**PAGE EXCERPT**
/---

Dea. Martin Foote, the husband of Betsey, was a student in Middlebury College for two years, it is believed, in the distinguished class of 1813, but by reason of impaired health, he was unable to complete the course.

A few words in regard to the Log-Book may not be inappropriate. It seems to be a mere waif that has floated on the current, and among a thousand things that have perished, to have been, as it were by accident, preserved. A portion of the volume seems to be a kind of a private journal kept by my grandfather, for a few weeks in 1778. He does not appear to have valued it greatly, as on the blank leaves, he has made some entries of his business, as town clerk, and some as county surveyor, and afterward, a few notes of account with his son Elijah, who took a part of his farm. His last entry in it, as if it were in part a waste blank book, was made forty-eight years after he left the Oliver Cromwell, in 1826.

\---

**WORK TO COMPLETE**
[1] From the passage about Martin Foote and the Log-Book, return the part that opens with the words containing "A few words" and closes with "Cromwell, in 1826.".
[2] Answer these from the passage about Martin Foote and the Log-Book:
(a) Which college did Martin Foote attend?
(b) In what year did the grandfather keep his private journal?
(c) In what year did he make his last entry in the Log-Book?
[3] Continue the passage about Martin Foote and the Log-Book, starting after its last sentence.

Stored items
/---

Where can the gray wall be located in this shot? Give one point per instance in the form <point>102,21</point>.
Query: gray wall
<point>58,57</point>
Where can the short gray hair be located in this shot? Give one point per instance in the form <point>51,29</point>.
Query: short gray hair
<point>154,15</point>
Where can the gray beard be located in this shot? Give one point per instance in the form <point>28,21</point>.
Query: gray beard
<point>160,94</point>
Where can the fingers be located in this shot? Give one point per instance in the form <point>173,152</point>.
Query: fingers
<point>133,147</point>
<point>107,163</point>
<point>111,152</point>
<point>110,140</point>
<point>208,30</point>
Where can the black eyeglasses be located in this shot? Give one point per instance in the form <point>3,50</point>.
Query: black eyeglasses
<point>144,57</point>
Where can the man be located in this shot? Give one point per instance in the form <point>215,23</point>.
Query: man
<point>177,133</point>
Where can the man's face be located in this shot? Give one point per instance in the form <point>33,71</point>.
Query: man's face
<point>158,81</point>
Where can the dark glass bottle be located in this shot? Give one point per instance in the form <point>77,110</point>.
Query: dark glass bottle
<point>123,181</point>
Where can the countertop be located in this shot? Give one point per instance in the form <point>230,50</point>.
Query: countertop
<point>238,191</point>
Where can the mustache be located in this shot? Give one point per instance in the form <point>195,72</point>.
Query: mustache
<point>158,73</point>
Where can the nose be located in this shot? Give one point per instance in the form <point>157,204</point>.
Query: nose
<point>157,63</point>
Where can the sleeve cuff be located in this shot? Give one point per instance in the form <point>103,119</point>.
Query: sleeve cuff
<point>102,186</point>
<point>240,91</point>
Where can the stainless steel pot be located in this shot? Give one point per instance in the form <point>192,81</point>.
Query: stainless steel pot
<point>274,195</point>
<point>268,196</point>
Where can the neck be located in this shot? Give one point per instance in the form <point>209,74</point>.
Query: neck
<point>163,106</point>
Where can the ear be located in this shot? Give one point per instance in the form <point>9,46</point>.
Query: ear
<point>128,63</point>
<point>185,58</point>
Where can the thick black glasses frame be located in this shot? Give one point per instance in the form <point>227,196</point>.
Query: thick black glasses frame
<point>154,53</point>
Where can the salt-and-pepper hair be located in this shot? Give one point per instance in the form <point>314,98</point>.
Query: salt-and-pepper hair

\---

**OUTPUTS FOR THE TASKS**
[1]
A few words in regard to the Log-Book may not be inappropriate. It seems to be a mere waif that has floated on the current, and among a thousand things that have perished, to have been, as it were by accident, preserved. A portion of the volume seems to be a kind of a private journal kept by my grandfather, for a few weeks in 1778. He does not appear to have valued it greatly, as on the blank leaves, he has made some entries of his business, as town clerk, and some as county surveyor, and afterward, a few notes of account with his son Elijah, who took a part of his farm. His last entry in it, as if it were in part a waste blank book, was made forty-eight years after he left the Oliver Cromwell, in 1826.

[2]
(a) Middlebury College
(b) 1778
(c) 1826

[3]
It must have come into my father’s hands with some other papers, on the division of his father’s effects in 1839. Both seem to have been reluctant to destroy anything, though they did not much value it. My father, at last, weary of keeping it, would seem to have given it to me merely for its blank pages, as scribbling paper. Six leaves, apparently blank, were torn out. Several pages are covered with mere vacant scrawling by my boyish hand; whether I threw it away in utter contempt, or concealed it back of the old chimney, in curious conjecture whether some unborn generations, would not at some distant day discover it, and puzzle over it, I cannot tell. I have no recollection of it whatever; except that I had a general impression that we used to have more of grandfather’s writings than we possessed in later years. Whether we had still others I know not. How little of such writing survives for a century! It was lost for forty years, till a quarter of a century after we had sold and left the house. It was found in 1884, in a dark recess, back of the chimney, in the garret, by Master Fred. Jones, the son of an esteemed friend, who in her childhood, about the time of the loss of this manuscript, was a member of my father’s household. Many years afterwards, she became the worthy mistress of the house, and this lad, exploring things in general, came across this old Log-Book. If it is of any interest or value; to him and to Dr. J. M. Currier, the accomplished secretary of the Rutland County Historical Society, and to James Brennan, Esq., an old schoolmate who took an interest in the manuscript, is due all the credit of its publication.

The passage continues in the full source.